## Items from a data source

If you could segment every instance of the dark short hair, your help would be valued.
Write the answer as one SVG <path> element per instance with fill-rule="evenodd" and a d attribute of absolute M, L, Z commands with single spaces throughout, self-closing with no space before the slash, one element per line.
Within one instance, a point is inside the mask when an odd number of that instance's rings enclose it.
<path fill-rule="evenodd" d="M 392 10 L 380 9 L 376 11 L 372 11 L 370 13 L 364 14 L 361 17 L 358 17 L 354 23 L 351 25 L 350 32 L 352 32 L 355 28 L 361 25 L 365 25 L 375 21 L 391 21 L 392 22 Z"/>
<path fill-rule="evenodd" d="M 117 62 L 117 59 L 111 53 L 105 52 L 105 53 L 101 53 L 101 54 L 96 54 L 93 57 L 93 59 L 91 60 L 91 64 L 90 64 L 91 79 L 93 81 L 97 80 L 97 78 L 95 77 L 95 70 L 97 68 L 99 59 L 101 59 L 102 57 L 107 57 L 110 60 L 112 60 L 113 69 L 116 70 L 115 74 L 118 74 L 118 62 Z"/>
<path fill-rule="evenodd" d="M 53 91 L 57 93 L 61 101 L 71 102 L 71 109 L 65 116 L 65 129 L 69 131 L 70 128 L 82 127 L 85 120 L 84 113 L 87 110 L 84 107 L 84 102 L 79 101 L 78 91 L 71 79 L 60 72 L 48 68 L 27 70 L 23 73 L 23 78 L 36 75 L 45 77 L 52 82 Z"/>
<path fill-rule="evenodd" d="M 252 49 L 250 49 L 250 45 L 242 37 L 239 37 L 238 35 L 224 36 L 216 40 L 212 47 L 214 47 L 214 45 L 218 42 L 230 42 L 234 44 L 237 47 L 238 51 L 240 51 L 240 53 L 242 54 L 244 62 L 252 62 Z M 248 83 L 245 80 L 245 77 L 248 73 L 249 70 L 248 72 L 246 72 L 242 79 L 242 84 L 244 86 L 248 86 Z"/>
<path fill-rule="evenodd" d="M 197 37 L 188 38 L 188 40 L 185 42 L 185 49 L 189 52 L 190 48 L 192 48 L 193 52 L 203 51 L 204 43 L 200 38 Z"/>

## Task brief
Lines from the first one above through the line containing "Write the answer" are to be retyped exactly, both included, and nothing more.

## Result for this task
If you could segment every instance of the dark short hair, your help would be valued.
Write the answer as one SVG <path> element per instance with fill-rule="evenodd" and a d attribute of absolute M, L, Z commands with single spaces throughout, self-closing with no space before the slash, one element per line.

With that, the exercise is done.